**EXERCISE REQUIREMENTS**
Scan the records below and copy every line that contains the string "dark".
------ EXTRACTED MATERIAL ------
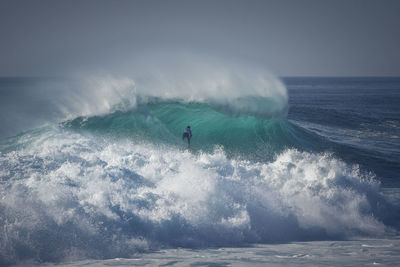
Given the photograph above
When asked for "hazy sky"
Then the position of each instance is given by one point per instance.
(291, 38)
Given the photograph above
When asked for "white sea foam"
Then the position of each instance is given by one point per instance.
(113, 198)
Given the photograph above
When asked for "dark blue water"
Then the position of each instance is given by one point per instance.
(359, 116)
(101, 172)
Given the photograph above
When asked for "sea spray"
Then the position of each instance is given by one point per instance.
(73, 195)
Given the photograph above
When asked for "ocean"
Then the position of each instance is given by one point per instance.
(291, 171)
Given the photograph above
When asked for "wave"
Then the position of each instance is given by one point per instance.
(68, 195)
(115, 179)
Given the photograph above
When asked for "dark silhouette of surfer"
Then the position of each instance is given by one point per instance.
(187, 134)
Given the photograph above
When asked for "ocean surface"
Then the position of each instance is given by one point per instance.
(296, 171)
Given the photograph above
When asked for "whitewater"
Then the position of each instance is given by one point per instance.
(94, 171)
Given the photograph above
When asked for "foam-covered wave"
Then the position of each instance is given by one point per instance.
(162, 122)
(70, 195)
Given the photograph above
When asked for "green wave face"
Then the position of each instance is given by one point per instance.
(247, 135)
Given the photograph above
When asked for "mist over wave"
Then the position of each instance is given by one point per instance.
(108, 174)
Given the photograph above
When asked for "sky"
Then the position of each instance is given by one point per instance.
(290, 38)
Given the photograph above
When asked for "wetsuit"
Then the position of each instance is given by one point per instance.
(187, 134)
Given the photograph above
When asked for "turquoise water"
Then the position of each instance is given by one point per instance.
(103, 173)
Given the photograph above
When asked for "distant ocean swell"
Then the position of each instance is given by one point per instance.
(121, 182)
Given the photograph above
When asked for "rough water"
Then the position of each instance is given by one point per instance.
(96, 172)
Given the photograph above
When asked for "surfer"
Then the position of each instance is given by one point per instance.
------
**EXPECTED ANSWER**
When asked for "dark blue water"
When asked for "dark silhouette of surfer"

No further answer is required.